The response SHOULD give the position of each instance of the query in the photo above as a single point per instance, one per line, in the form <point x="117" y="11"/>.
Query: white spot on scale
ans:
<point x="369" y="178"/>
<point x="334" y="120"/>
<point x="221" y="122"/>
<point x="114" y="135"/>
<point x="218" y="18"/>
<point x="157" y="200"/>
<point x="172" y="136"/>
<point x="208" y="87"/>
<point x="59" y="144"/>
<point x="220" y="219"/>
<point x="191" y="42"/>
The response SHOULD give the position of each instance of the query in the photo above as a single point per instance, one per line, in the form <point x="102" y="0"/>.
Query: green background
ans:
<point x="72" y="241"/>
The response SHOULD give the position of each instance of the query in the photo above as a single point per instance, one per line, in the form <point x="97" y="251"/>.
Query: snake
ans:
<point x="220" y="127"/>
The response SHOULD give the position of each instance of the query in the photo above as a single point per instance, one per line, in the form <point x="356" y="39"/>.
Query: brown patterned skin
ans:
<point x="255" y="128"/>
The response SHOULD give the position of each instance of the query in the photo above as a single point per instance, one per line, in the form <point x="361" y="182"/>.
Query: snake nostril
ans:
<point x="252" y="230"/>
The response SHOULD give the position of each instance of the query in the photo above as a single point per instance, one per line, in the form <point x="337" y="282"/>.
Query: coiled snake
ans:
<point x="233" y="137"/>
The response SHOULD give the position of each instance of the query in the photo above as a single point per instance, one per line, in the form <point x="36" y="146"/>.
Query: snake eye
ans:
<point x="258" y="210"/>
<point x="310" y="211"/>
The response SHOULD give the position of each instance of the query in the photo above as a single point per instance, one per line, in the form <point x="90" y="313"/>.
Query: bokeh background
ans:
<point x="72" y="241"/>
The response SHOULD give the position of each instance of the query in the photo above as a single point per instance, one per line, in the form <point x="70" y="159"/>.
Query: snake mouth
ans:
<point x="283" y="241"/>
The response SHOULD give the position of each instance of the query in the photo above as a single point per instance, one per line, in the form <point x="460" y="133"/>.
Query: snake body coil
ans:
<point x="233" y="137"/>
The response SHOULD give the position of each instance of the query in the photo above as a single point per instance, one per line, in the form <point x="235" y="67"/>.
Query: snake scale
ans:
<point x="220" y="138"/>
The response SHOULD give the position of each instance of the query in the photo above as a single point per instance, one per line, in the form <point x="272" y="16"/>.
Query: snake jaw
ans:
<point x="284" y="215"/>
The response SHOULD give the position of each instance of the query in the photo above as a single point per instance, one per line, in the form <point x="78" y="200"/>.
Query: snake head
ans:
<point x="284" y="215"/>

*PROBLEM REQUIREMENTS*. Could you write out, unchanged, the line with "Query: snake mouth" and every line after it in the data above?

*OUTPUT OF THE EXERCISE*.
Query: snake mouth
ans:
<point x="283" y="241"/>
The response SHOULD give the position of each instance of the query in the photo above as a single point per instance, one per line, in the form <point x="460" y="133"/>.
Query: snake body coil
ans:
<point x="233" y="137"/>
The response SHOULD give the position of each instance of the query in the photo above as a single point per instance, one per line, in the form <point x="235" y="67"/>.
Query: snake scale
ans:
<point x="220" y="138"/>
The response SHOULD give the position of each instance of the query in the photo above as a single point per instance, one per line, in the form <point x="272" y="16"/>.
Query: snake jaw
ans:
<point x="284" y="215"/>
The response SHOULD give the position of each instance of the query in the photo above as a single point per instance, one per line, in the form <point x="78" y="200"/>.
Query: snake head
ans:
<point x="284" y="215"/>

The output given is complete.